- **Given instruction A**
In the entity management resolution, rewrite the paragraph beginning "While there are many important issues involved" as a short bulleted list that keeps its main facts.
- **Given instruction B**
Translate this sentence from the entity management resolution into Spanish: "To address issue A, this resolution defines an entity catalog that maps an entity's external identifier and/or name to a file name."
- **Given instruction C**
Print the part of the entity management resolution starting with "While there are" and going on through "each interchanged file.".

- **Passage given**
[Start]

Entity Management

SGML Open Technical Resolution 9401:1995
(Amendment 1 to TR 9401)

Paul Grosso, Chief Technical Officer
SGML Open
1995 September 8

© 1994, 1995 SGML Open

Permission to reproduce parts or all of this information in any form is granted to SGML Open members provided that this information by itself is not sold for profit and that SGML Open is credited as the author of this information.

Abstract

Two different but related issues pertaining to entity management impede interoperability of SGML documents:

While there are many important issues involved and a complete solution is a long term goal, the SGML Open membership agrees upon the enclosed simple set of conventions to address a useful subset of the complete problem. To address issue A, this resolution defines an entity catalog that maps an entity's external identifier and/or name to a file name. To address issue B, this resolution defines a simple interchange packaging scheme using an interchange catalog to associate a public identifier with each interchanged file.

[End]

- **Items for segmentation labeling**
[Start]

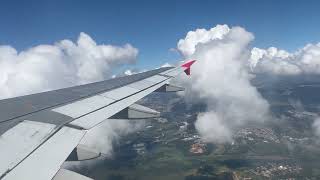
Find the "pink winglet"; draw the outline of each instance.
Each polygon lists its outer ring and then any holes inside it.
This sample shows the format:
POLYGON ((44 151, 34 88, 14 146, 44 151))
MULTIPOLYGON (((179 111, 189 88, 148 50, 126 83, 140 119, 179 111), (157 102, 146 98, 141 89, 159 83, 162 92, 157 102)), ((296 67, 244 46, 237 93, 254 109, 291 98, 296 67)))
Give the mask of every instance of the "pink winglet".
POLYGON ((192 65, 194 62, 196 62, 196 60, 191 60, 191 61, 188 61, 188 62, 186 62, 186 63, 184 63, 184 64, 181 65, 181 67, 185 68, 185 69, 184 69, 184 72, 186 73, 186 75, 188 75, 188 76, 190 75, 190 73, 191 73, 191 71, 190 71, 191 65, 192 65))

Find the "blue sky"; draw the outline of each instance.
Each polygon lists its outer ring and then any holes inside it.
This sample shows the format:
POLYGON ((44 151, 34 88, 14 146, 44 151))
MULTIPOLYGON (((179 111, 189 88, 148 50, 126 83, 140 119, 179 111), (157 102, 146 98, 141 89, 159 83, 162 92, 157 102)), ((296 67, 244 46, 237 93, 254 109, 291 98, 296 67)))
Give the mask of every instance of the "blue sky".
POLYGON ((23 50, 85 32, 98 43, 132 44, 139 67, 150 69, 179 58, 169 49, 188 31, 216 24, 244 27, 253 46, 294 51, 320 41, 319 9, 311 0, 1 0, 0 45, 23 50))

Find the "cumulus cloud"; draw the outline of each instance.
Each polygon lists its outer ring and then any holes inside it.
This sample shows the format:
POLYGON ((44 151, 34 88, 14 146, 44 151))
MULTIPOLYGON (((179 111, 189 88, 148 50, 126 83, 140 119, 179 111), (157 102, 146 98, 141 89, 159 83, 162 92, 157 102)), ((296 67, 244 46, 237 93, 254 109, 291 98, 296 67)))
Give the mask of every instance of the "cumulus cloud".
MULTIPOLYGON (((137 55, 138 50, 130 44, 99 45, 85 33, 80 33, 76 42, 66 39, 21 52, 1 45, 0 99, 110 78, 116 67, 134 63, 137 55)), ((140 124, 105 121, 87 133, 83 144, 111 155, 112 144, 140 124)))
POLYGON ((18 52, 0 46, 0 98, 25 95, 109 78, 112 69, 135 62, 138 50, 98 45, 80 33, 76 43, 62 40, 18 52))
POLYGON ((207 104, 195 126, 208 142, 231 141, 237 128, 268 119, 269 104, 251 85, 247 68, 253 39, 241 27, 217 25, 190 31, 178 42, 184 58, 197 60, 191 78, 182 81, 186 97, 207 104))
POLYGON ((320 74, 320 43, 307 44, 294 53, 279 50, 253 48, 249 59, 254 73, 272 75, 318 75, 320 74))

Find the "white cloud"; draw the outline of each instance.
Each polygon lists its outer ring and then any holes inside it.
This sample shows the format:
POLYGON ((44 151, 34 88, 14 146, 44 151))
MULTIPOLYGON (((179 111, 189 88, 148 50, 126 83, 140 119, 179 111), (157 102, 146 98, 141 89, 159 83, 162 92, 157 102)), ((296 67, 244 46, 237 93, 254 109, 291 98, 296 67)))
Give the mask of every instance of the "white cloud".
POLYGON ((218 25, 188 32, 178 43, 186 59, 196 59, 183 79, 186 97, 207 104, 196 129, 209 142, 231 141, 232 133, 250 122, 268 119, 269 104, 250 83, 247 68, 254 36, 241 27, 218 25))
POLYGON ((229 30, 227 25, 217 25, 210 30, 196 29, 195 31, 189 31, 184 39, 179 40, 177 49, 182 55, 190 56, 194 53, 198 44, 222 39, 229 30))
POLYGON ((113 68, 133 63, 137 54, 130 44, 97 45, 85 33, 80 33, 76 43, 62 40, 21 52, 2 45, 0 98, 103 80, 110 77, 113 68))
POLYGON ((249 59, 254 73, 273 75, 320 74, 320 43, 307 44, 294 53, 271 47, 253 48, 249 59))

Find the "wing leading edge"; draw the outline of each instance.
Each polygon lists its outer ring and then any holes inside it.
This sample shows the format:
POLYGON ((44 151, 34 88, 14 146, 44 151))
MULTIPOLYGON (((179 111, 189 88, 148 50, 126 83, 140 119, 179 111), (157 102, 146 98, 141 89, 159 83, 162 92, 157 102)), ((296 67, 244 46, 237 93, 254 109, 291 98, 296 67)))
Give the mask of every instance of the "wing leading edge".
POLYGON ((89 129, 108 118, 157 117, 134 103, 154 91, 180 91, 169 81, 182 72, 189 75, 190 62, 0 101, 0 179, 70 178, 60 166, 89 129))

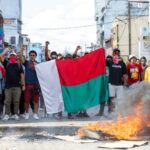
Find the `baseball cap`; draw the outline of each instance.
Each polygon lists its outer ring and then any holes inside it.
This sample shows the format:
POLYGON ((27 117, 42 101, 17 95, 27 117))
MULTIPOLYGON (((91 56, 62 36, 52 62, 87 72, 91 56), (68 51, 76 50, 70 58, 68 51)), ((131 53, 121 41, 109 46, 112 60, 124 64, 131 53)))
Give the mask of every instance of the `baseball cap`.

[End]

- **Written reply A**
- The problem involves many important issues, and a complete solution is a long-term goal.
- The SGML Open membership agrees on a simple set of conventions that address a useful subset of the problem.
- For issue A, the resolution defines an entity catalog that maps an entity's external identifier and/or name to a file name.
- For issue B, the resolution defines a simple interchange packaging scheme. It uses an interchange catalog to associate a public identifier with each interchanged file.

- **Written reply B**
Para abordar la cuestión A, esta resolución define un catálogo de entidades que asigna el identificador externo y/o el nombre de una entidad a un nombre de archivo.

- **Written reply C**
While there are many important issues involved and a complete solution is a long term goal, the SGML Open membership agrees upon the enclosed simple set of conventions to address a useful subset of the complete problem. To address issue A, this resolution defines an entity catalog that maps an entity's external identifier and/or name to a file name. To address issue B, this resolution defines a simple interchange packaging scheme using an interchange catalog to associate a public identifier with each interchanged file.